• [Provided entries]
--

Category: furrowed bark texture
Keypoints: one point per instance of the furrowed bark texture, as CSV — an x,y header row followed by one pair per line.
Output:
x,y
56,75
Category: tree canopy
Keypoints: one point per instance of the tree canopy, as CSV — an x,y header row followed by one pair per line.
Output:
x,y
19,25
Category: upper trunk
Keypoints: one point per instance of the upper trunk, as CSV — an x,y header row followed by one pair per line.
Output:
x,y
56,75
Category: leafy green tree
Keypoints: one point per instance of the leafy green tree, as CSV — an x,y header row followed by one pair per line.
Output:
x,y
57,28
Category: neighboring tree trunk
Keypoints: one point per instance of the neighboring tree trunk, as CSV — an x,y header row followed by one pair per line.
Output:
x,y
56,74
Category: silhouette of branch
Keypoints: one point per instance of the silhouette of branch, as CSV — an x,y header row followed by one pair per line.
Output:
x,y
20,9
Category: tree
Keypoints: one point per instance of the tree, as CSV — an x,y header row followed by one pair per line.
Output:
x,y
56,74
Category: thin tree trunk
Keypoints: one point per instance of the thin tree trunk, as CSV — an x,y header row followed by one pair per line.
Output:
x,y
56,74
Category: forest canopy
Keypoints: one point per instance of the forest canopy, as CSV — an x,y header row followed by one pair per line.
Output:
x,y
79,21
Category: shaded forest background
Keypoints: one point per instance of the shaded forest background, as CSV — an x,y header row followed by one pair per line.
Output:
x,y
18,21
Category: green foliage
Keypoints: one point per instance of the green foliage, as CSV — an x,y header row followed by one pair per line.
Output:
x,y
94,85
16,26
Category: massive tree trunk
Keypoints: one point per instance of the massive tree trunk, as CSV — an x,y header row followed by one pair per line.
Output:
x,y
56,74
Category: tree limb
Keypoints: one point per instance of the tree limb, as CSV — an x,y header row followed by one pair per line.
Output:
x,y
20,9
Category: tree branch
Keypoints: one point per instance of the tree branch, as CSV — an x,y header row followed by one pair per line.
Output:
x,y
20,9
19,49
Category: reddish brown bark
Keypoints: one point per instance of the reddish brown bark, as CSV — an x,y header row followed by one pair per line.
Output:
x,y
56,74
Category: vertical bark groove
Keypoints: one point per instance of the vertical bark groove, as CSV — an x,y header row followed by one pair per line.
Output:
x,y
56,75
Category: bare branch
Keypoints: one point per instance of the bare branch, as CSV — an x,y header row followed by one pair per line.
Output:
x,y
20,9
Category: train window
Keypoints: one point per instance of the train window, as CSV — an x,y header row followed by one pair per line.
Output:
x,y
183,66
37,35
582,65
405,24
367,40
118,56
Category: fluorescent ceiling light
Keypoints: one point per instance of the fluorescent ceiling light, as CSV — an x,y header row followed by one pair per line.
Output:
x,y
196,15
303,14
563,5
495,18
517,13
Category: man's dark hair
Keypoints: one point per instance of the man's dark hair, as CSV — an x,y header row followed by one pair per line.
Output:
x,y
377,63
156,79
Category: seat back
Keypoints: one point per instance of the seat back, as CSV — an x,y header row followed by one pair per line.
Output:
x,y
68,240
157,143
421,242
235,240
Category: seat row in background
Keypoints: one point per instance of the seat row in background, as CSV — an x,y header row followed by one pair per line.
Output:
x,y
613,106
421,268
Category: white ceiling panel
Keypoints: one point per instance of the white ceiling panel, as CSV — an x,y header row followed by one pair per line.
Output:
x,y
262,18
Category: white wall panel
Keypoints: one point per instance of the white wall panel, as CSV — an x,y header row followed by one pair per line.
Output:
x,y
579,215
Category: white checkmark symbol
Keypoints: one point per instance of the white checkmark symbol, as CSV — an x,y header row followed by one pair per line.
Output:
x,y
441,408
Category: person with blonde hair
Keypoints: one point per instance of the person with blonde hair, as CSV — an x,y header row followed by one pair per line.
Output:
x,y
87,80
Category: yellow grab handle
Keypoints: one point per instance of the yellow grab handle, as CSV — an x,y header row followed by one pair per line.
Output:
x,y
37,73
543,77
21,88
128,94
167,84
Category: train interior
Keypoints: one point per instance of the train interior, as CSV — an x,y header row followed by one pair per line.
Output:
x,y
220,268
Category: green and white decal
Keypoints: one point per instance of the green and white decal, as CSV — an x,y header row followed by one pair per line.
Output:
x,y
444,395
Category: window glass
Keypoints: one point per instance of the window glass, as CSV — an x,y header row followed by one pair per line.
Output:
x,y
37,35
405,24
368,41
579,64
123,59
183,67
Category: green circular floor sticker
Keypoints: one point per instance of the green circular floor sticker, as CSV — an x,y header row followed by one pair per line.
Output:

--

• [Required task] Would you copy out each line exactly as written?

• [Exercise result]
Category: furrowed bark texture
Keypoints: one point per instance of the furrowed bark texture, as CSV — an x,y header row followed by one pair per line.
Output:
x,y
56,75
Category: tree canopy
Keypoints: one point per instance of the tree canopy, as CSV — an x,y header row followed by one pair per line.
Output:
x,y
19,25
Category: upper trunk
Keypoints: one point per instance of the upper trunk, as CSV — an x,y header row followed by one pair per line.
Output:
x,y
56,75
Category: leafy green tree
Keypoints: one point per instance of the leafy green tree, as CSV — an x,y header row followed by one pair per line.
Output:
x,y
57,28
Category: neighboring tree trunk
Keypoints: one point per instance of the neighboring tree trunk, as CSV — an x,y header row followed by one pair per line.
Output:
x,y
56,74
Category: silhouette of branch
Keypoints: one point per instance of the silhouette of branch, as CSV — an x,y header row followed by one pair per line.
Output:
x,y
20,9
Category: tree
Keypoints: one point per instance of the tree, as CSV — an x,y header row followed by one pair per line.
Output:
x,y
56,74
Category: thin tree trunk
Keypoints: one point per instance of the thin tree trunk, as CSV — an x,y header row followed by one pair per line.
Output:
x,y
56,74
Category: forest canopy
Keypoints: one point per instance of the forest canopy, as CSV — an x,y header row followed by one pair per line.
Output:
x,y
79,21
Category: shaded forest background
Keypoints: one point per instance of the shaded forest background, as CSV — an x,y header row followed by one pair per line.
Output:
x,y
18,21
Category: green foliage
Keypoints: one point per instance of the green foliage, as CSV — an x,y header row followed by one pair per line.
Output:
x,y
94,85
16,26
Category: massive tree trunk
Keypoints: one point per instance of the massive tree trunk, as CSV — an x,y header row followed by one pair per line.
Output:
x,y
56,74
Category: tree limb
Keypoints: one point per instance of the tree limb, as CSV — an x,y header row followed by one pair per line.
Output:
x,y
20,9
Category: tree branch
Keypoints: one point per instance of the tree branch, as CSV — an x,y header row followed by one pair per line.
Output:
x,y
20,9
19,49
Category: reddish brown bark
Keypoints: one point per instance of the reddish brown bark, as CSV — an x,y header row followed by one pair per line.
Output:
x,y
56,74
Category: vertical bark groove
Keypoints: one point per instance of the vertical bark groove, as CSV — an x,y header row followed by one pair per line.
Output:
x,y
56,75
Category: bare branch
Keypoints: one point per instance of the bare branch, as CSV — an x,y header row followed by one pair per line.
Output:
x,y
20,9
Category: train window
Keypoints: one point per instance of the train window, as CSV — an x,y header row followed by one pair per line.
Output:
x,y
183,66
37,35
582,65
405,24
367,40
118,56
Category: fluorescent ceiling light
Keypoints: one point per instance of the fluorescent ceiling light, as CSV — an x,y header row followed by one pair per line.
Output:
x,y
196,15
303,14
563,5
495,18
517,13
Category: man's dark hair
Keypoints: one point per instance of the man's dark hair, as CSV — an x,y header row followed by one pair per line.
Output:
x,y
377,63
156,79
Category: seat back
Keypoints: one point per instance of the seat back, as CSV — an x,y header row followed by one pair per line.
Output:
x,y
68,240
157,143
421,242
235,240
Category: seat row in background
Keypoints: one point per instance of the seat row in background, as CSV — an x,y header row followed by one pair per line.
Output:
x,y
613,106
421,268
Category: white ceiling panel
Keypoints: one point per instance of the white ceiling panel, as CSV — an x,y header row followed by one pair per line.
Output:
x,y
262,18
Category: white wall panel
Keypoints: one point per instance of the white wall panel, as CSV — an x,y header row followed by one pair per line.
Output:
x,y
579,215
Category: white checkmark symbol
Keypoints: one point per instance of the white checkmark symbol, as CSV — an x,y header row followed by one pair per line.
Output:
x,y
441,408
Category: person with blonde hair
Keypoints: one point per instance of the person with blonde hair, as CSV — an x,y header row followed by one pair per line.
Output:
x,y
87,80
Category: yellow grab handle
Keypoints: one point per instance of the yellow grab handle, as CSV — an x,y header row followed by one pair per line.
Output:
x,y
37,73
543,77
21,88
128,94
167,84
Category: train interior
Keypoints: one point per instance of the train interior, as CSV — an x,y header row followed by one pair per line.
Output:
x,y
220,268
Category: green and white decal
Keypoints: one point per instance of the green and white decal, as CSV — an x,y header row followed by one pair per line.
Output:
x,y
444,395
Category: window glass
Keypoints: one point per instance of the window glass, as CSV — an x,y header row followed by one pair per line.
Output:
x,y
37,35
405,24
368,41
579,64
123,59
183,67
Category: green circular floor sticker
Keypoints: one point per instance of the green circular floor sticker, as CSV — an x,y header row followed by one pair per line.
Output:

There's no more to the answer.